START Record list
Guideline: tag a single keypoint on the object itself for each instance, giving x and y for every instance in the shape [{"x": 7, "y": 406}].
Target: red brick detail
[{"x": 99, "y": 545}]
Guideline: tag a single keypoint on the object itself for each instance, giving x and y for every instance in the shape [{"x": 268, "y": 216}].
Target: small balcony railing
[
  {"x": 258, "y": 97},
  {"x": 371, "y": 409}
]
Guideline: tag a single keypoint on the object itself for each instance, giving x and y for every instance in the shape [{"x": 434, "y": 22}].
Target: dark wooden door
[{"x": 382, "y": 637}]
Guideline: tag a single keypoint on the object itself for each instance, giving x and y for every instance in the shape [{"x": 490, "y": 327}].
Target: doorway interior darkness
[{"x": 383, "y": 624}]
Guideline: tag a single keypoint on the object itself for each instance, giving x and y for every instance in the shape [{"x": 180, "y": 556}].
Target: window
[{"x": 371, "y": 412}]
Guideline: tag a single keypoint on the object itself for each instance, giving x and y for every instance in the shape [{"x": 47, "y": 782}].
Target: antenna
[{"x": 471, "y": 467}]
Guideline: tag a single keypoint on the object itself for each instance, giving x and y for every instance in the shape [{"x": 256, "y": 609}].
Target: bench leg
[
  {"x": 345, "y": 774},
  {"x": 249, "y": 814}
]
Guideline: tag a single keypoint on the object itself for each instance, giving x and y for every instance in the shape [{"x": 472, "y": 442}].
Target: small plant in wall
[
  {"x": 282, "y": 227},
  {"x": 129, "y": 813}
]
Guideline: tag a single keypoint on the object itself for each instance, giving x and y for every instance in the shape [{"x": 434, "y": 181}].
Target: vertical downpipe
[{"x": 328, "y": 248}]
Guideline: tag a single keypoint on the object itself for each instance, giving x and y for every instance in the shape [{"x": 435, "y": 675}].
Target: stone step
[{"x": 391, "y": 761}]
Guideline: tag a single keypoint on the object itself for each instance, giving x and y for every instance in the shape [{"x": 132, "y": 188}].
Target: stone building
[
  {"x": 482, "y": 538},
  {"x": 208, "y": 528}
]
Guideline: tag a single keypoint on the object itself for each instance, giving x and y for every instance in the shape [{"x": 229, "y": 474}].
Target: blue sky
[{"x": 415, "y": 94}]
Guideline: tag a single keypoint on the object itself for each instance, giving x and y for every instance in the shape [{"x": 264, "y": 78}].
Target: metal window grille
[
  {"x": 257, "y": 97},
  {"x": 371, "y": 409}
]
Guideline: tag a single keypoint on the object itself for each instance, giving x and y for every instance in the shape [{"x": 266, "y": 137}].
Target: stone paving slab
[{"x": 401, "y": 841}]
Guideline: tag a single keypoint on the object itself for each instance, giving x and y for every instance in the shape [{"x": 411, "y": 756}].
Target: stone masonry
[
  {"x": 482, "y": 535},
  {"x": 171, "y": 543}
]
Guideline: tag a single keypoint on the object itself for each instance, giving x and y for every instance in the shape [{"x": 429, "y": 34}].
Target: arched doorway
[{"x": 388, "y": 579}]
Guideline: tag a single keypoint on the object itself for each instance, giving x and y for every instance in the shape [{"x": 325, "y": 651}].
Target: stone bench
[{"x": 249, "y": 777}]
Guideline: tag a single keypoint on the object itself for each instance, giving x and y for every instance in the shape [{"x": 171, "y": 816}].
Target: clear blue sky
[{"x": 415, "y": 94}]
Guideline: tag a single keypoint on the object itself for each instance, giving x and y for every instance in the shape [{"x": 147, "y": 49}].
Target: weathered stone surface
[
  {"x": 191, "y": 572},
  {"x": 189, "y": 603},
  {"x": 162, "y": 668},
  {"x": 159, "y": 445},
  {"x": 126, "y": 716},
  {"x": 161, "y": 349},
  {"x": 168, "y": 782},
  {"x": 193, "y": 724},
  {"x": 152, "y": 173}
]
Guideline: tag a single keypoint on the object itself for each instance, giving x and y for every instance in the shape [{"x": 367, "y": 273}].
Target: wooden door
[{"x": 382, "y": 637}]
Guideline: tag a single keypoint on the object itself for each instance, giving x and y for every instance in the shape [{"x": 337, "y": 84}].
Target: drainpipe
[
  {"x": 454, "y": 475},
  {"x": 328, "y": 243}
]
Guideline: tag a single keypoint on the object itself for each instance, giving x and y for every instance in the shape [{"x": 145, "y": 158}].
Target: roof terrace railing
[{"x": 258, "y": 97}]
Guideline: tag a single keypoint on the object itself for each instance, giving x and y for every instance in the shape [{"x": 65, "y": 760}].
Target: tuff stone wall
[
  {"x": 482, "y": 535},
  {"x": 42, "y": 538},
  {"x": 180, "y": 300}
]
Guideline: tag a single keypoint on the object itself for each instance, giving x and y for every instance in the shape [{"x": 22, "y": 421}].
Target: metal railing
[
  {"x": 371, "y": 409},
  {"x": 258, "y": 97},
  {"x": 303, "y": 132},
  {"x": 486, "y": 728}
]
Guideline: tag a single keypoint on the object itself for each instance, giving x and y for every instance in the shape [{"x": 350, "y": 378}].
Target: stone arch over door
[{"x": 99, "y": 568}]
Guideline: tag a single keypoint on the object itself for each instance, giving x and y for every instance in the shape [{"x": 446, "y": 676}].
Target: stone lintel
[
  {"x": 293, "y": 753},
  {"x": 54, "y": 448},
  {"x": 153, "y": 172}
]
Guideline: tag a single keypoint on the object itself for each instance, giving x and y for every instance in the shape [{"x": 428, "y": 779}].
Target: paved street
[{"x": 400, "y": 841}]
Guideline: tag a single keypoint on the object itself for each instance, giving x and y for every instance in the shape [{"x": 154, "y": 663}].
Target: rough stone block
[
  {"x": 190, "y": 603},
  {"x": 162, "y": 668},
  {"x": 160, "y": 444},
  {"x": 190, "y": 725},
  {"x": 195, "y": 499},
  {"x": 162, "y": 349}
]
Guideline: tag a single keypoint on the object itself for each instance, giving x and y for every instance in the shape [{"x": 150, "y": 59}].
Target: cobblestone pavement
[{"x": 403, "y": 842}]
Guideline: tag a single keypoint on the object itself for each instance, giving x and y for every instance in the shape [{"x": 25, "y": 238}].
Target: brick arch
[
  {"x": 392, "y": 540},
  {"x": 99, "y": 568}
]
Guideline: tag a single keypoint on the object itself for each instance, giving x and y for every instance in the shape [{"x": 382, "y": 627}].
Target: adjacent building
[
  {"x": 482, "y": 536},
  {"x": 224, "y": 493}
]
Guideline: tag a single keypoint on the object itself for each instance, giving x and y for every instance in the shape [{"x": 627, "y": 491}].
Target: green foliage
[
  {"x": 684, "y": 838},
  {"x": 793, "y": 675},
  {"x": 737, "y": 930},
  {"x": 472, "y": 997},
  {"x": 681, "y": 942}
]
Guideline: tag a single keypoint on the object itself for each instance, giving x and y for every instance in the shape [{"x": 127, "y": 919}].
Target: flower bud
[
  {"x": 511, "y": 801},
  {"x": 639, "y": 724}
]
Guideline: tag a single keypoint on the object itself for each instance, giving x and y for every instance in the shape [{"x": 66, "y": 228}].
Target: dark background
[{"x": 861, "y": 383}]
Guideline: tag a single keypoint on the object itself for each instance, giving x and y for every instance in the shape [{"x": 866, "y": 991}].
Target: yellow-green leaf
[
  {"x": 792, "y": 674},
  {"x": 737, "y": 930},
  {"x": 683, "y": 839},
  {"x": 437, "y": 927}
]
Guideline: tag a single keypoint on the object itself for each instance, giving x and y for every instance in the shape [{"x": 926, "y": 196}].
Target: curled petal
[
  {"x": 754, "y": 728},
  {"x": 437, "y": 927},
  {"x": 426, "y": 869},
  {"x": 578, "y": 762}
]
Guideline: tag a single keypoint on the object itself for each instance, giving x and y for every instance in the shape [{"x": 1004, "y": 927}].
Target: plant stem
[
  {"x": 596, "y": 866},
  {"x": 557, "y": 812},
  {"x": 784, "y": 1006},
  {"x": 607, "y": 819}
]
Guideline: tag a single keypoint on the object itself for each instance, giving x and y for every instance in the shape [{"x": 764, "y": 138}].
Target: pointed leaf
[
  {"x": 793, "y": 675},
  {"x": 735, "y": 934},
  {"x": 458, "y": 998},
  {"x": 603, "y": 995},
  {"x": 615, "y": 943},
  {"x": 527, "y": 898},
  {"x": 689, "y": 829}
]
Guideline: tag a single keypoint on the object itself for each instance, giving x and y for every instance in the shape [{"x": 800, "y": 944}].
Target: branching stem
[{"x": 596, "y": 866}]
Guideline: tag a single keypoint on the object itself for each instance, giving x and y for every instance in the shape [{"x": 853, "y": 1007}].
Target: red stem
END Record list
- _What you have to do_:
Count the lines of the listing above that contain the string "building" and give only that number.

- _Written answer_:
2